From b4bb38d9267ccc966f0bb8cdd6e2eece2b4c08e3 Mon Sep 17 00:00:00 2001
From: James Lamb <jaylamb20@gmail.com>
Date: Wed, 23 Oct 2019 19:25:03 -0700
Subject: [PATCH] [R-package] Added unit tests (#2498)

---
 R-package/man/lgb.interprete.Rd               |   2 +-
 R-package/man/slice.Rd                        |   2 +-
 R-package/tests/testthat/test_basic.R         |   1 +
 .../tests/testthat/test_lgb.importance.R      |  39 ++++++
 .../tests/testthat/test_lgb.interprete.R      | 113 ++++++++++++++++++
 .../testthat/test_lgb.plot.interpretation.R   |  97 +++++++++++++++
 6 files changed, 252 insertions(+), 2 deletions(-)

Information shown
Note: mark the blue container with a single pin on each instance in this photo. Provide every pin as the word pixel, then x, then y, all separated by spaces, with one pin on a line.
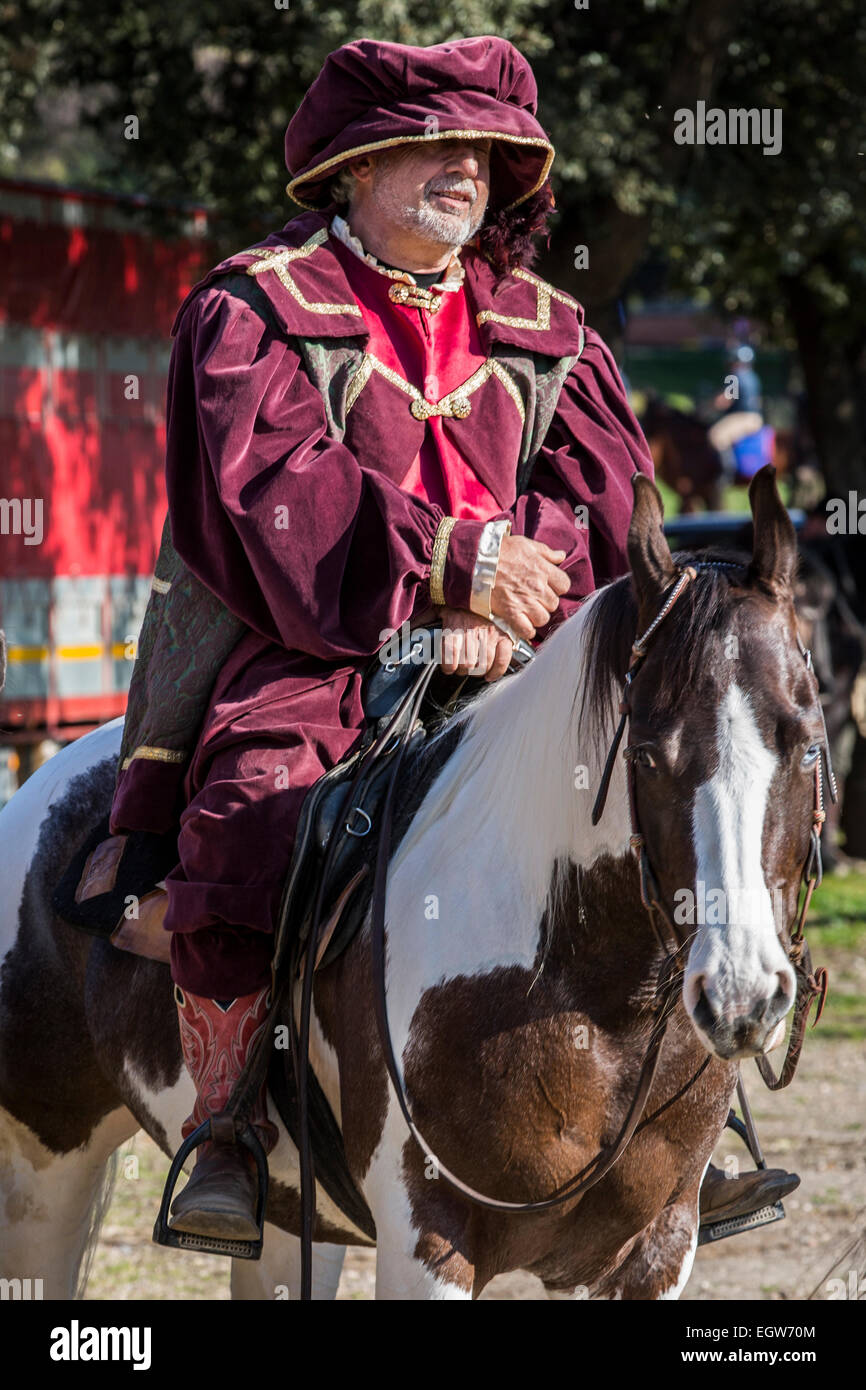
pixel 754 451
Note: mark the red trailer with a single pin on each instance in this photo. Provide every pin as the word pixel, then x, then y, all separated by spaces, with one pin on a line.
pixel 86 303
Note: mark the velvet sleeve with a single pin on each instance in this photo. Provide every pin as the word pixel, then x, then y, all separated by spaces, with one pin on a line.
pixel 273 514
pixel 578 496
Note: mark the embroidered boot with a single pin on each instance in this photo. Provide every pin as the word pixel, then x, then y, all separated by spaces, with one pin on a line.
pixel 723 1197
pixel 216 1037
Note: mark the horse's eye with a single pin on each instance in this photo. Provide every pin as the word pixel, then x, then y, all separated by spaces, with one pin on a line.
pixel 644 758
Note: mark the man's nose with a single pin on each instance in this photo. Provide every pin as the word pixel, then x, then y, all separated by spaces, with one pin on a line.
pixel 464 161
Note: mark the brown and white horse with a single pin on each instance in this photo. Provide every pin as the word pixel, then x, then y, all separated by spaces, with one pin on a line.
pixel 521 962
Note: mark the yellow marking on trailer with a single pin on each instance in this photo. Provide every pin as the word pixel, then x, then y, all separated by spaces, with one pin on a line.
pixel 27 653
pixel 79 653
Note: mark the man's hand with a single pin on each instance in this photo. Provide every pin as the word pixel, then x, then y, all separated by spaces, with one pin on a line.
pixel 528 584
pixel 473 645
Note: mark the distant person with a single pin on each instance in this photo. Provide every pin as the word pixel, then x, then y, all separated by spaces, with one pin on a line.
pixel 742 412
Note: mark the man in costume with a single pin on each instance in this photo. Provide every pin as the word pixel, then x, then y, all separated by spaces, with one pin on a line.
pixel 377 414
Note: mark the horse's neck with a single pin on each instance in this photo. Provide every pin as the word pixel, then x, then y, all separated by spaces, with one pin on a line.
pixel 477 870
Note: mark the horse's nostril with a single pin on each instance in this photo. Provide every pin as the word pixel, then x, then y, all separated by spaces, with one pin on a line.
pixel 704 1014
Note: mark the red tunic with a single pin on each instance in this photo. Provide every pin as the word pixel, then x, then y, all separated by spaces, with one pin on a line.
pixel 248 435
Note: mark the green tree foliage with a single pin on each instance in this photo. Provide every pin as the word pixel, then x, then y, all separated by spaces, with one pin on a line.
pixel 774 236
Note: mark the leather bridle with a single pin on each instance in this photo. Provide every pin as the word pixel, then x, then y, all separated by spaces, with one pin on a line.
pixel 811 984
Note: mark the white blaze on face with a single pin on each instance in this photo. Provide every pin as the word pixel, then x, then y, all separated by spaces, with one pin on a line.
pixel 736 958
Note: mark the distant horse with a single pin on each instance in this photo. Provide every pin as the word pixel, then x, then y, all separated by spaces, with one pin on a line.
pixel 683 456
pixel 521 962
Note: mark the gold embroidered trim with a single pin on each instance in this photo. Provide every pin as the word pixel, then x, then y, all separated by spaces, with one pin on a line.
pixel 544 293
pixel 414 296
pixel 278 257
pixel 154 755
pixel 312 175
pixel 439 555
pixel 456 403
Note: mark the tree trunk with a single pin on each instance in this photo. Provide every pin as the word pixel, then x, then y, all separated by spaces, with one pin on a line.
pixel 834 370
pixel 616 239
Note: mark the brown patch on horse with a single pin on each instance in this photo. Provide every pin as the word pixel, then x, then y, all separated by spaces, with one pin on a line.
pixel 530 1105
pixel 346 1016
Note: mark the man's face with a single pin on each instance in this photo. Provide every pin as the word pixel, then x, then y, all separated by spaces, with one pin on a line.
pixel 438 189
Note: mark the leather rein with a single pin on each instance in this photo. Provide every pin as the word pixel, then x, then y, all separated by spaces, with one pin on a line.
pixel 809 984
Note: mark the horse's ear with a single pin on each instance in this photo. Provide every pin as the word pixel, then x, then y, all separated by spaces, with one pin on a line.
pixel 774 548
pixel 649 558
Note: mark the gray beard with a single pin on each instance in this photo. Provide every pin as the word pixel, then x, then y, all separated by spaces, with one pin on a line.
pixel 439 228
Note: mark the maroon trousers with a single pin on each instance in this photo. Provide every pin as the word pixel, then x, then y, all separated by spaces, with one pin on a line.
pixel 275 723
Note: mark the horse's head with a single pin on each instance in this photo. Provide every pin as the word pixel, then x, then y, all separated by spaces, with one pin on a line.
pixel 724 754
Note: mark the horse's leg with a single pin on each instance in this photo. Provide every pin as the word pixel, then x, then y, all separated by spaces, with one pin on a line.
pixel 660 1261
pixel 420 1232
pixel 277 1275
pixel 54 1203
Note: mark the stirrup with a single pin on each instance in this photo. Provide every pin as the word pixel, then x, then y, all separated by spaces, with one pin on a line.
pixel 749 1221
pixel 164 1235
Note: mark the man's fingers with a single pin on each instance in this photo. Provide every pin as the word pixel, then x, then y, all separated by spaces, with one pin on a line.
pixel 559 580
pixel 502 656
pixel 452 649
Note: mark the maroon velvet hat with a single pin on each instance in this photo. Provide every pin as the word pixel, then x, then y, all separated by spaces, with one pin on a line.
pixel 371 96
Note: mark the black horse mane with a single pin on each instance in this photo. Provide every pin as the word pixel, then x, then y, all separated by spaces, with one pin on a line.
pixel 612 628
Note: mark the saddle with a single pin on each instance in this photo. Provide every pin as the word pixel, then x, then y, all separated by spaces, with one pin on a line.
pixel 114 886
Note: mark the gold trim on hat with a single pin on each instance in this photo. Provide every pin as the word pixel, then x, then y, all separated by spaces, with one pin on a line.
pixel 154 755
pixel 277 259
pixel 456 403
pixel 312 175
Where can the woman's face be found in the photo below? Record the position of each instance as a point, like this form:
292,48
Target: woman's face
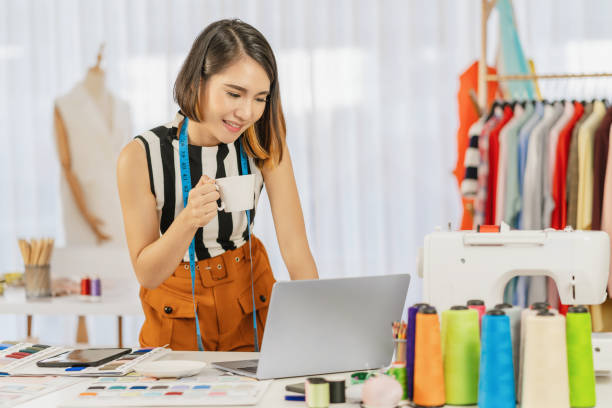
234,99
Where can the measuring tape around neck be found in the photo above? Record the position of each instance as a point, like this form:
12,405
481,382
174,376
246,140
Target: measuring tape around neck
186,187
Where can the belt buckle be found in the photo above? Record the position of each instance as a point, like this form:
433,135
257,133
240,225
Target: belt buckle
218,272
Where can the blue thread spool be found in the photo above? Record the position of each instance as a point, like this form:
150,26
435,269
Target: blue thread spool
496,381
412,311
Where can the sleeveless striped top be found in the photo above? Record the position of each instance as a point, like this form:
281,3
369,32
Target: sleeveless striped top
227,230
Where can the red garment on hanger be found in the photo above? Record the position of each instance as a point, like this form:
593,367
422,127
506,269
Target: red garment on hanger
559,187
468,80
493,162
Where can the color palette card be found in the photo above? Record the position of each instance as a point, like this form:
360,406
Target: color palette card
188,391
121,366
17,390
16,355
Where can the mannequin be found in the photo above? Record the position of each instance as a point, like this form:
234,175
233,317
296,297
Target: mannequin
91,127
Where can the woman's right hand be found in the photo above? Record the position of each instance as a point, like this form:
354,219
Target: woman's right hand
201,203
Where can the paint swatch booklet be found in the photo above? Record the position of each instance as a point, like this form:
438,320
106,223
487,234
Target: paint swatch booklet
215,390
122,365
16,355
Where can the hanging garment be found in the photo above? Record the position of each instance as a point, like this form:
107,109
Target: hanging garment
536,198
512,198
523,150
468,81
469,184
606,213
511,57
585,165
568,111
500,196
483,167
553,140
559,215
600,160
548,203
94,145
493,163
533,202
572,169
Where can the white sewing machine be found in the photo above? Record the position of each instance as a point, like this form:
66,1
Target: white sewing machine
463,265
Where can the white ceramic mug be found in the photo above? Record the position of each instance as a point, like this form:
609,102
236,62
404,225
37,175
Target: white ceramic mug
237,192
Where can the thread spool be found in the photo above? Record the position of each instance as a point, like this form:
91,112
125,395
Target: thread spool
398,371
496,382
479,306
545,382
580,357
317,392
85,286
410,339
461,355
96,286
532,310
381,391
514,313
337,390
428,367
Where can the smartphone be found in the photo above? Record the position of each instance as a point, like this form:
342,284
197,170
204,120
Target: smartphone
298,388
83,357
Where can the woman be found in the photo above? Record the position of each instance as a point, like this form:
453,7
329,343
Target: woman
230,123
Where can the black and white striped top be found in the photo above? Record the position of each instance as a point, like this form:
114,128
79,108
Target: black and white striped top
227,230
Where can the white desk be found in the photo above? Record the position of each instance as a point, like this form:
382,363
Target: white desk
274,397
119,302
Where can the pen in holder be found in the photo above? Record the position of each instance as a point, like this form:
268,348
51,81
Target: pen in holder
399,347
399,342
36,256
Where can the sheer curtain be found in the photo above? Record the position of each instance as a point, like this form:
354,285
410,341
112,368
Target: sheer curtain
369,92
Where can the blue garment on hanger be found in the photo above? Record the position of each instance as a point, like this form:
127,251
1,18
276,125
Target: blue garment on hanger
512,60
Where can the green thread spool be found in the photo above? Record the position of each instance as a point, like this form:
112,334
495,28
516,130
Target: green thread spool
580,357
317,392
461,354
398,370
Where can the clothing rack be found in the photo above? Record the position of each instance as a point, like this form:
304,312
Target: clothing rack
484,78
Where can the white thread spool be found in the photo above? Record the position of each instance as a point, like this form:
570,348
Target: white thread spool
545,380
521,360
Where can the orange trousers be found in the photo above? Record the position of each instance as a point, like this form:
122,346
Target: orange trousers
223,298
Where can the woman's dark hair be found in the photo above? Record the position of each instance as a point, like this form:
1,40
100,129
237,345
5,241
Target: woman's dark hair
219,45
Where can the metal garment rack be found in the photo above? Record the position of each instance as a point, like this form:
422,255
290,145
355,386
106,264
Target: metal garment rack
484,78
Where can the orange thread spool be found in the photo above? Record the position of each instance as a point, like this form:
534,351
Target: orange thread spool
428,368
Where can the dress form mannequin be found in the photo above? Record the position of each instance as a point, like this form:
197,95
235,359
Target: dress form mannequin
91,126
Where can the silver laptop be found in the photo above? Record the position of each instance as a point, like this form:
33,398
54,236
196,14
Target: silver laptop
327,326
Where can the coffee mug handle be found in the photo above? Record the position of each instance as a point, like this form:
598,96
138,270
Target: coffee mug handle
222,203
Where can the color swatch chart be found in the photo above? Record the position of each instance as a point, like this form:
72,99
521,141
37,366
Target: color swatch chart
120,366
17,390
15,355
188,391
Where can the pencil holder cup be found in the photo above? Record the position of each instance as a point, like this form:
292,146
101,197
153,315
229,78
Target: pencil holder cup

What is expected
Extend the git patch that adds R-package unit tests, picking up after its line counting the changed files, insertions, and deletions.

Output for this exercise
 create mode 100644 R-package/tests/testthat/test_lgb.importance.R
 create mode 100644 R-package/tests/testthat/test_lgb.interprete.R
 create mode 100644 R-package/tests/testthat/test_lgb.plot.interpretation.R

diff --git a/R-package/man/lgb.interprete.Rd b/R-package/man/lgb.interprete.Rd
index 798f39c2eef7..62f5c58caa93 100644
--- a/R-package/man/lgb.interprete.Rd
+++ b/R-package/man/lgb.interprete.Rd
@@ -11,7 +11,7 @@ lgb.interprete(model, data, idxset, num_iteration = NULL)
 
 \item{data}{a matrix object or a dgCMatrix object.}
 
-\item{idxset}{an integer vector of indices of rows needed.}
+\item{idxset}{a integer vector of indices of rows needed.}
 
 \item{num_iteration}{number of iteration want to predict with, NULL or <= 0 means use best iteration.}
 }
diff --git a/R-package/man/slice.Rd b/R-package/man/slice.Rd
index 38a311a38acc..10040d11a2bc 100644
--- a/R-package/man/slice.Rd
+++ b/R-package/man/slice.Rd
@@ -14,7 +14,7 @@ slice(dataset, ...)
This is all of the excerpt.